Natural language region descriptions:
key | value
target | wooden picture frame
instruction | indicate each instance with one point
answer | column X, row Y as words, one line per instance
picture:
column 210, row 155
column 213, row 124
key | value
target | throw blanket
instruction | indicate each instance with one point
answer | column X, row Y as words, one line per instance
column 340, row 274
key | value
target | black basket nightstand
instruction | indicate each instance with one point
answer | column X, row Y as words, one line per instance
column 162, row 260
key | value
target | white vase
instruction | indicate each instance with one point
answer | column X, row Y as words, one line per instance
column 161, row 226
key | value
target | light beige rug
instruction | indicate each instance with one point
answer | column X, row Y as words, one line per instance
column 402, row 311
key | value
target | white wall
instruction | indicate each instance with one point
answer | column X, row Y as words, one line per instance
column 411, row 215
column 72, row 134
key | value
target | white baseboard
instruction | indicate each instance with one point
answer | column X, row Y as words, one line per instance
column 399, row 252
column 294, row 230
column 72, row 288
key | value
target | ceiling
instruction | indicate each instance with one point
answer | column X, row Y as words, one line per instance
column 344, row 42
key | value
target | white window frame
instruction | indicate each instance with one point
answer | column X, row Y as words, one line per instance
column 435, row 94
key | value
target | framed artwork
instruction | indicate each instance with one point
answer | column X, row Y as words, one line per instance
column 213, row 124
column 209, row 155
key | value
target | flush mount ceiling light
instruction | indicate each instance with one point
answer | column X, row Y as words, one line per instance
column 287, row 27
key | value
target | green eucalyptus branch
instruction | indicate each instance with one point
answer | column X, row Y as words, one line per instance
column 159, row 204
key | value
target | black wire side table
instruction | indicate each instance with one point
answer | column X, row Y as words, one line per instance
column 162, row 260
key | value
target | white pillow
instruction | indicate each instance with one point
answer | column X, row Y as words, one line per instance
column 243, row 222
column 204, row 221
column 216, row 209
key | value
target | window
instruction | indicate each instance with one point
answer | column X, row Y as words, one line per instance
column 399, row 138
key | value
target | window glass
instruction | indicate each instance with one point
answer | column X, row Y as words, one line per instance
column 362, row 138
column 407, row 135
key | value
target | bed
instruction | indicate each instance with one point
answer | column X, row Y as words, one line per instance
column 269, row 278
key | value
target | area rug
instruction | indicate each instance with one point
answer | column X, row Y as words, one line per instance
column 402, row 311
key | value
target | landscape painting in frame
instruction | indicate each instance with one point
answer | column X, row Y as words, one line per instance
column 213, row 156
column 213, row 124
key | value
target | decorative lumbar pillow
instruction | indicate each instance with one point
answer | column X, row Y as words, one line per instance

What you are asked to do
Return the full data, every line of it, with nothing altered.

Written solution
key | value
target | wooden picture frame
instruction | indicate each instance with one point
answer | column X, row Y as words, one line per instance
picture:
column 210, row 155
column 213, row 124
key | value
target | throw blanket
instruction | indicate each instance with one point
answer | column X, row Y as words, one line per instance
column 340, row 274
key | value
target | black basket nightstand
instruction | indicate each instance with one point
answer | column X, row Y as words, one line per instance
column 162, row 260
key | value
target | white vase
instruction | indicate each instance with one point
answer | column X, row Y as words, one line per instance
column 161, row 226
key | value
target | light beige rug
instruction | indicate each instance with one point
answer | column X, row Y as words, one line per instance
column 402, row 311
key | value
target | white wall
instruction | indicate each instance with one point
answer | column X, row Y as words, one line per instance
column 411, row 215
column 72, row 134
key | value
target | white baseboard
instruction | indicate each instance with one point
answer | column X, row Y as words, one line per instance
column 399, row 252
column 294, row 230
column 72, row 288
key | value
target | ceiling
instruction | indicate each instance with one point
answer | column X, row Y as words, one line per instance
column 344, row 42
key | value
target | white window frame
instruction | indicate each instance with one point
answer | column X, row Y as words, one line per instance
column 435, row 94
key | value
target | framed artwork
instruction | indicate each instance with one point
answer | column X, row Y as words, one line per instance
column 213, row 124
column 209, row 155
key | value
target | flush mount ceiling light
instruction | indicate each instance with one point
answer | column X, row Y as words, one line per instance
column 287, row 27
key | value
target | green eucalyptus branch
instruction | indicate each instance with one point
answer | column X, row Y as words, one line per instance
column 159, row 204
key | value
target | black wire side table
instruction | indicate each instance with one point
answer | column X, row Y as words, one line per instance
column 162, row 260
key | value
target | white pillow
instruction | indicate each instance with one point
answer | column X, row Y as words, one line per instance
column 243, row 222
column 204, row 221
column 216, row 209
key | value
target | window
instruction | indicate each instance with one point
answer | column X, row Y as words, one line per instance
column 399, row 138
key | value
target | window glass
instruction | indicate each instance with one point
answer | column X, row Y as words, one line per instance
column 362, row 138
column 407, row 135
key | value
target | bed
instruction | indicate each instance with one point
answer | column X, row Y as words, one line per instance
column 269, row 278
key | value
target | area rug
instruction | indicate each instance with one point
answer | column X, row Y as words, one line per instance
column 402, row 311
key | value
target | landscape painting in frame
instruction | indicate each instance with one point
answer | column X, row Y as words, one line per instance
column 213, row 156
column 213, row 124
key | value
target | decorative lumbar pillow
instruction | indicate each instance with one point
answer | column X, row Y as words, one line per instance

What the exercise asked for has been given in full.